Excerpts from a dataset
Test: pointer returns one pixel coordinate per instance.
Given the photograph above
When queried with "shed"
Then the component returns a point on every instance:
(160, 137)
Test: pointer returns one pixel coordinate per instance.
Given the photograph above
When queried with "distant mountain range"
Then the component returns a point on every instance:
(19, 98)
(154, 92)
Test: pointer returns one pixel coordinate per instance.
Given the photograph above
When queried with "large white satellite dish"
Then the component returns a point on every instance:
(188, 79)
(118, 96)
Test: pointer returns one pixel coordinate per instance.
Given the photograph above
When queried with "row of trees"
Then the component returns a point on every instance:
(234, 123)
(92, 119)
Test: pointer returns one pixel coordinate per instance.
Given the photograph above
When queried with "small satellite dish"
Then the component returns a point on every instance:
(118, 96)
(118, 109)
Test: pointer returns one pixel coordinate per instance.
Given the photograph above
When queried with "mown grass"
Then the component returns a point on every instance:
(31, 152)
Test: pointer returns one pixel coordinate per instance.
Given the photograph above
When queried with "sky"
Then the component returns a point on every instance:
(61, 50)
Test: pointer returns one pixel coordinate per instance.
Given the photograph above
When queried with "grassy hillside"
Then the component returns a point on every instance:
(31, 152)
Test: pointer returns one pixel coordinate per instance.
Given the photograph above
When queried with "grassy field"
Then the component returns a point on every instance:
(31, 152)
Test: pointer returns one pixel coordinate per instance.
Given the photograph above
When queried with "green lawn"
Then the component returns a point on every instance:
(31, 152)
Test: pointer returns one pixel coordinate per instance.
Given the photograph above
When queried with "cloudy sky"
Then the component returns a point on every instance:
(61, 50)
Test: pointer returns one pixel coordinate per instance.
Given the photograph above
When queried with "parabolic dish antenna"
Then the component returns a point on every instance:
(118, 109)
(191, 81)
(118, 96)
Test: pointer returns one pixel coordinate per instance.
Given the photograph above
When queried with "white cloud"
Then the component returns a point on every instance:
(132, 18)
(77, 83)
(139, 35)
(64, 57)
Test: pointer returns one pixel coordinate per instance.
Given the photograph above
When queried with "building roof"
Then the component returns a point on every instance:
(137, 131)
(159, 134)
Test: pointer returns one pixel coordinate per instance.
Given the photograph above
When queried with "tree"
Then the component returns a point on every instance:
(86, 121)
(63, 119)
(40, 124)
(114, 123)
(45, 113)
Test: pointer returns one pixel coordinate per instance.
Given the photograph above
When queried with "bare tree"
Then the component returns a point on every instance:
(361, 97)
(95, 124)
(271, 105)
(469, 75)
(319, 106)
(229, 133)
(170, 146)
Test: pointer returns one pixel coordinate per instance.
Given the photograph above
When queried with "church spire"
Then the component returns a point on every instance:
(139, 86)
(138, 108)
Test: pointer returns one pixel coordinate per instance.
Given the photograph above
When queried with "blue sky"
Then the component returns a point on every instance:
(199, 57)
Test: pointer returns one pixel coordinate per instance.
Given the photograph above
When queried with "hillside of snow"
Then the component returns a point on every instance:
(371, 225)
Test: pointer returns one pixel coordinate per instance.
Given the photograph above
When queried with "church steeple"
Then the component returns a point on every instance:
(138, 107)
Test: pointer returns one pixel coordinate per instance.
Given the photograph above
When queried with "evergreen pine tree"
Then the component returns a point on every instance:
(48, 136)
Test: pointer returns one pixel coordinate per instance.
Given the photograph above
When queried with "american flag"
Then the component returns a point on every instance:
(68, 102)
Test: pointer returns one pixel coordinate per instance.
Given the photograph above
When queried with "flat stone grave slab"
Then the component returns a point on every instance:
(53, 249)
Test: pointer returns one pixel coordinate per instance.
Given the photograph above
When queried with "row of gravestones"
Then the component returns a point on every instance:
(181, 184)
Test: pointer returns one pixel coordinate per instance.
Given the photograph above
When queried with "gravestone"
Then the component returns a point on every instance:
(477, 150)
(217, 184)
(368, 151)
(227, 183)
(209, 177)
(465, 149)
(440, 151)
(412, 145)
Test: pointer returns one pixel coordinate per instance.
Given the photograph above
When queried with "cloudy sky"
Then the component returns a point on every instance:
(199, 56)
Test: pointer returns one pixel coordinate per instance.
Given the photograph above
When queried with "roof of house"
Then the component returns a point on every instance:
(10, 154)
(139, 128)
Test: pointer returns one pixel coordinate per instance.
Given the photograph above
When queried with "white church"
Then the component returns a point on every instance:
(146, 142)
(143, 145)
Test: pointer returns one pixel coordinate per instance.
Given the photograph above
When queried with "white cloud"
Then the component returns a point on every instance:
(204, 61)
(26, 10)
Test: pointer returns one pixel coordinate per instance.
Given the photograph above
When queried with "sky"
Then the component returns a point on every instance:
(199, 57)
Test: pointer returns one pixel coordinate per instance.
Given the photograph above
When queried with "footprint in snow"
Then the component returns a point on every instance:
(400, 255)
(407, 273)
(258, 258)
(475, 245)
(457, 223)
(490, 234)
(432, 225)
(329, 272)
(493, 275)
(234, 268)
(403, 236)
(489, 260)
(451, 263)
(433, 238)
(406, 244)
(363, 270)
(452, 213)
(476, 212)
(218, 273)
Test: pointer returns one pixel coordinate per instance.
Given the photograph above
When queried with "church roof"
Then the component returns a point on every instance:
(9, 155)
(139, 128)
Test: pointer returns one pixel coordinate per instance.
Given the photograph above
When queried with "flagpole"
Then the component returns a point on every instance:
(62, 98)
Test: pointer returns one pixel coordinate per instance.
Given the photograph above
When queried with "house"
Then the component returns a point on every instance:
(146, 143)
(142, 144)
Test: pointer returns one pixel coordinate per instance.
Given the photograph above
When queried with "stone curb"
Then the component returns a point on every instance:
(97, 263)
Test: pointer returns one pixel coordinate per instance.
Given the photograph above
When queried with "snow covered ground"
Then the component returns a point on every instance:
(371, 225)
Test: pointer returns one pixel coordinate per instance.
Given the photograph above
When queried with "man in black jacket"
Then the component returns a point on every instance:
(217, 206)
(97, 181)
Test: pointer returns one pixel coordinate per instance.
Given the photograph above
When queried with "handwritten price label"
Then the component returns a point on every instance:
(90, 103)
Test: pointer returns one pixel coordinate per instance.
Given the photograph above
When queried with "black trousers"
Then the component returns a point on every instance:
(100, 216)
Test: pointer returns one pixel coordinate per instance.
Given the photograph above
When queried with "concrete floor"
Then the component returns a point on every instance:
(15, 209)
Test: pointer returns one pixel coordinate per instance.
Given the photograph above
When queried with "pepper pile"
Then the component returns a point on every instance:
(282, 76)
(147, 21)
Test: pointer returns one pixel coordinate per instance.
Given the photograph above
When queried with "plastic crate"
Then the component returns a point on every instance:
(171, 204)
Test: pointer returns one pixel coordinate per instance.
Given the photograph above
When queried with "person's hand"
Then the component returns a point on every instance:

Exercise »
Could you return every line from the entries above in which the string "church" occurs?

Answer to this task »
When queried with "church spire"
When queried with "church steeple"
When queried with "white church"
When queried with "church roof"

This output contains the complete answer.